How can I get the arrays to all be the same length in Pandas?

I am able to scrape data from multiple web pages in a web site using BeautifulSoup, and I am using pandas to make a table of the data. The problem is I cannot get all of the arrays to be the same length and I get:
ValueError: arrays must all be same length
Here is the code I have tried:
import requests
from bs4 import BeautifulSoup
import numpy as np
import pandas as pd
# Lists to store the scraped data in
addresses = []
geographies = []
rents = []
units = []
availabilities = []
# Scraping all pages
pages_url = requests.get('https://www.rent.com/new-york/tuckahoe-apartments')
pages_soup = BeautifulSoup(pages_url.text, 'html.parser')
list_nums = pages_soup.find('div', class_='_1y05u').text
print(list_nums)
pages = [str(i) for i in range(0,6)]
for page in pages:
response = requests.get('https://www.rent.com/new-york/tuckahoe-apartments?page=' + page).text
html_soup = BeautifulSoup(response, 'html.parser')
# Extract data from individual listing containers
listing_containers = html_soup.find_all('div', class_='_3PdAH')
print(type(listing_containers))
print(len(listing_containers))
print("Page " + str(page))
for container in listing_containers:
address = container.a
if address is not None:
addresses.append(address.text)
elif address is None:
addresses.append('None')
else:
address.append(np.nan)
geography = container.find('div', class_='_1dhrl')
if geography is not None:
geographies.append(geography.text)
elif geography is None:
geographies.append('None')
else:
geographies.append(np.nan)
rent = container.find('div', class_='_3e12V')
if rent is None:
rents.append('None')
elif rent is not None:
rents.append(rent.text)
else:
rents.append(np.nan)
unit = container.find('div', class_='_2tApa')
if unit is None:
rents.append('None')
elif rent is not None:
units.append(unit.text)
else:
rents.append(np.nan)
availability = container.find('div', class_='_2P6xE')
......
▶ **SHORT PROBLEM A**
In the records, from the line with "Mark each instance of the yellow cityscape" to the end, swap "cityscape" for "skyline" and leave everything else unchanged.
......
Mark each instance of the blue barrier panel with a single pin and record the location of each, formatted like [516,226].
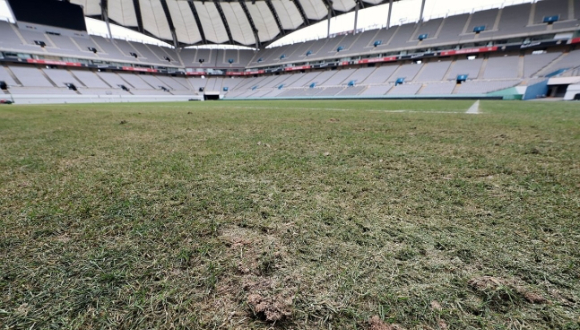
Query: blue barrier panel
[479,28]
[536,90]
[551,19]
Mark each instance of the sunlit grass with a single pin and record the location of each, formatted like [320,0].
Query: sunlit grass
[302,215]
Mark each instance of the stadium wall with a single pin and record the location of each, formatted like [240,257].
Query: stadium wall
[63,99]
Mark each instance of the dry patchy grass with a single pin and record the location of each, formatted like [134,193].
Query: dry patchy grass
[292,215]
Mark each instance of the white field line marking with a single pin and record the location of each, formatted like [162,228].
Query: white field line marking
[279,108]
[415,111]
[474,109]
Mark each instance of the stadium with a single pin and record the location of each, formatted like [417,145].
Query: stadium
[289,164]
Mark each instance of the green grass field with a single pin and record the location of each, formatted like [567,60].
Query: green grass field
[290,215]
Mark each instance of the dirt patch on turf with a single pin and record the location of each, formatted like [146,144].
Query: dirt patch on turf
[377,324]
[504,290]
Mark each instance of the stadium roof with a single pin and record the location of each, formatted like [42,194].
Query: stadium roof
[240,22]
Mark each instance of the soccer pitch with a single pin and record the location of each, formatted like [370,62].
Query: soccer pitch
[291,215]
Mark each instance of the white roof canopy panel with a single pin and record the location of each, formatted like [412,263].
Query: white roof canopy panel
[205,20]
[185,26]
[90,7]
[238,22]
[343,5]
[288,14]
[210,19]
[263,20]
[122,12]
[314,9]
[154,19]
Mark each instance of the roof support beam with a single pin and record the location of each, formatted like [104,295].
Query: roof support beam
[422,10]
[390,14]
[356,15]
[252,24]
[105,14]
[329,17]
[328,4]
[138,15]
[170,22]
[224,20]
[275,14]
[301,11]
[197,21]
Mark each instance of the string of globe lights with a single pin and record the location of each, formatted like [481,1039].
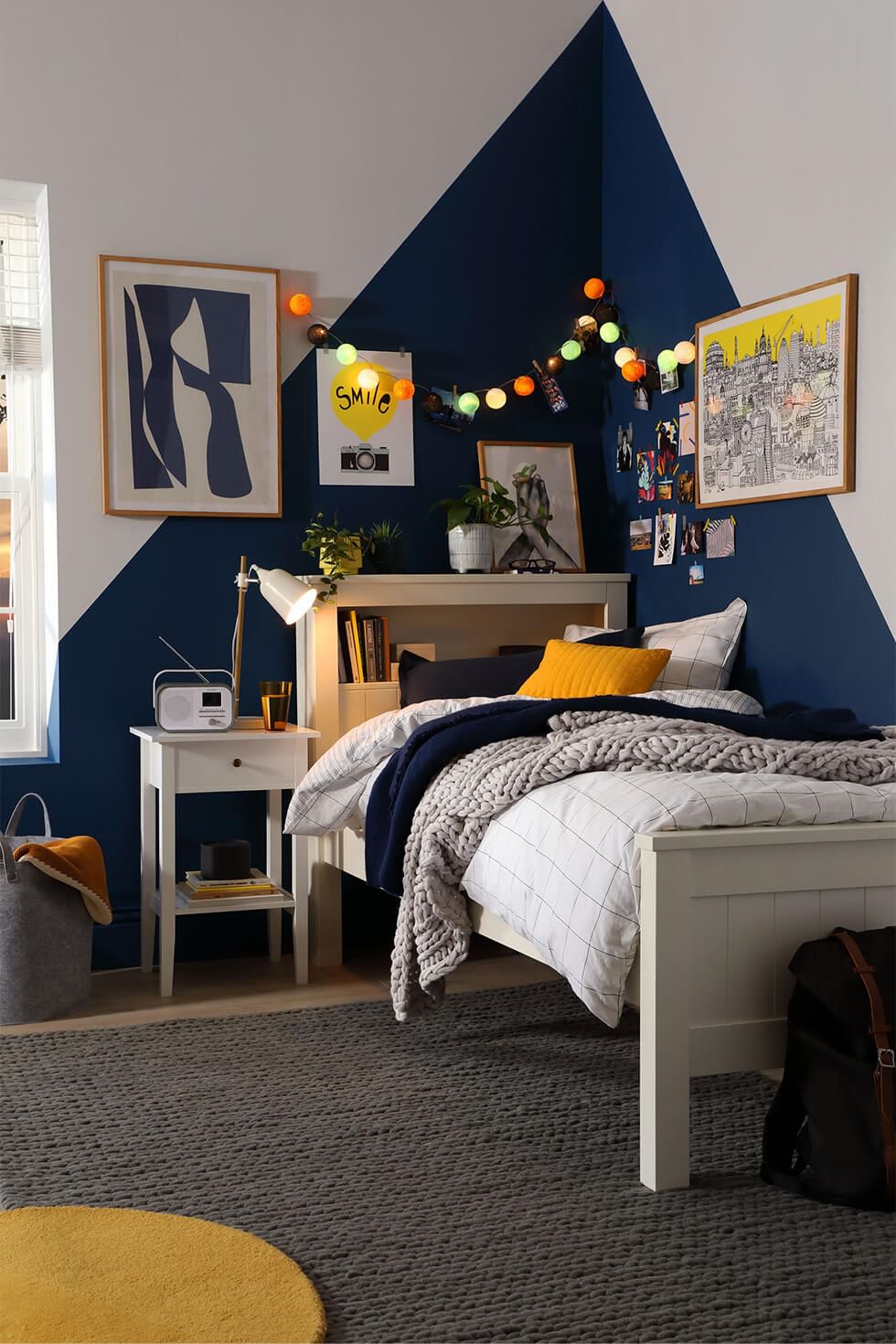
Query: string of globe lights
[592,329]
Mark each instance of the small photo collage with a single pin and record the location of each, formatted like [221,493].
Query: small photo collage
[666,477]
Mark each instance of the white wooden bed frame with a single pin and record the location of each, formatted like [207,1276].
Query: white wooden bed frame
[721,910]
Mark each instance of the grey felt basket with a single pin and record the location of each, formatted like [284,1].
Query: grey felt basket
[46,935]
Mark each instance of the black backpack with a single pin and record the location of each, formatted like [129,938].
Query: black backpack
[829,1132]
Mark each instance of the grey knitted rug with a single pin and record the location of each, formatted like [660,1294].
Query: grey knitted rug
[469,1176]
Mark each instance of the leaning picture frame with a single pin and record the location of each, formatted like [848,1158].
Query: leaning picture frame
[189,389]
[540,479]
[775,397]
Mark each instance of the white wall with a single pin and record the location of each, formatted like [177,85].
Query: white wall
[295,133]
[782,119]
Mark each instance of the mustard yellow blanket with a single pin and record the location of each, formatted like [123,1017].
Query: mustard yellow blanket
[77,863]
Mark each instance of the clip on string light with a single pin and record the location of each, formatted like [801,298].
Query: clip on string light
[592,331]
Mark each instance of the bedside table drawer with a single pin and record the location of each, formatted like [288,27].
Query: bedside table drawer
[234,766]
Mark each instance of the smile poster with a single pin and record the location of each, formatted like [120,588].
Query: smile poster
[366,434]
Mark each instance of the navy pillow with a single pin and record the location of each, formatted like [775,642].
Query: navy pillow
[457,677]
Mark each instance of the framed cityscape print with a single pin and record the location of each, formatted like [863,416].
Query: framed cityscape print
[540,479]
[189,382]
[775,398]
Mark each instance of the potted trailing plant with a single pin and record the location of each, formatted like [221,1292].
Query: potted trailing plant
[472,522]
[338,549]
[386,548]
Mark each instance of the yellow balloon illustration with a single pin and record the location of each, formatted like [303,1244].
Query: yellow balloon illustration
[363,411]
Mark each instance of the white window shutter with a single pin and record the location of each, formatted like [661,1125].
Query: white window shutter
[19,293]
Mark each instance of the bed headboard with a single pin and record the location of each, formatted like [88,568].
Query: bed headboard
[464,614]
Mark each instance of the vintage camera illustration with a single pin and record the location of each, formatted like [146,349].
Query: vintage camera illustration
[364,457]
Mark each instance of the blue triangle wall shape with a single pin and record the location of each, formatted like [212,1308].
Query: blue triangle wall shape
[491,277]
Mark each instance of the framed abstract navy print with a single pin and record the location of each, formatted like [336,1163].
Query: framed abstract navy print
[189,368]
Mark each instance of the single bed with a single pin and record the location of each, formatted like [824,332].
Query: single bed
[724,880]
[724,877]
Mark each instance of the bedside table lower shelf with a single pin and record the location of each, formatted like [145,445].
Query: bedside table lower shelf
[186,905]
[240,760]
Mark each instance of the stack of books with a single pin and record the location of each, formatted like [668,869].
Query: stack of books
[206,889]
[363,648]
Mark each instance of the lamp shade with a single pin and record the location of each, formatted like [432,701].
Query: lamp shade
[288,594]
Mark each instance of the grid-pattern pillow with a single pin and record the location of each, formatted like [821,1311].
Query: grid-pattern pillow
[703,649]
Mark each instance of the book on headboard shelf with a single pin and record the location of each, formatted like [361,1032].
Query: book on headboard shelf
[363,648]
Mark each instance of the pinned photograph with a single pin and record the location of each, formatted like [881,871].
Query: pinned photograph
[449,415]
[664,539]
[667,446]
[687,429]
[641,534]
[646,477]
[551,389]
[720,538]
[690,538]
[624,440]
[684,486]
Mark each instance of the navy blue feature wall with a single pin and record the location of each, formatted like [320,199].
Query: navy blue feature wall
[489,279]
[815,634]
[569,187]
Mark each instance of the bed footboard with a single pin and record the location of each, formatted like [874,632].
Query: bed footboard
[721,914]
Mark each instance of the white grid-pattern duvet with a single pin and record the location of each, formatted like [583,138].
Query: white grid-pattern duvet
[560,866]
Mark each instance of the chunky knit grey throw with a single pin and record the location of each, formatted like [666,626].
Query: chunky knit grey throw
[432,932]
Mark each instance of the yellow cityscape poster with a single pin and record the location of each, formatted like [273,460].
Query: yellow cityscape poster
[775,397]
......
▶ **SHORT PROBLEM B**
Answer these questions about the Pandas question:
(i) What error message appears when the table is built?
(ii) Which library is used to make the table of the data?
(iii) Which class name does the code search for to find the individual listing containers?

▶ **WRITTEN REPLY A**
Mark each instance of the yellow skyline poster with a single pin and record the location of each, formatted like [273,460].
Query: yellow skyline poster
[775,397]

▶ **WRITTEN REPLY B**
(i) ValueError: arrays must all be same length
(ii) pandas
(iii) _3PdAH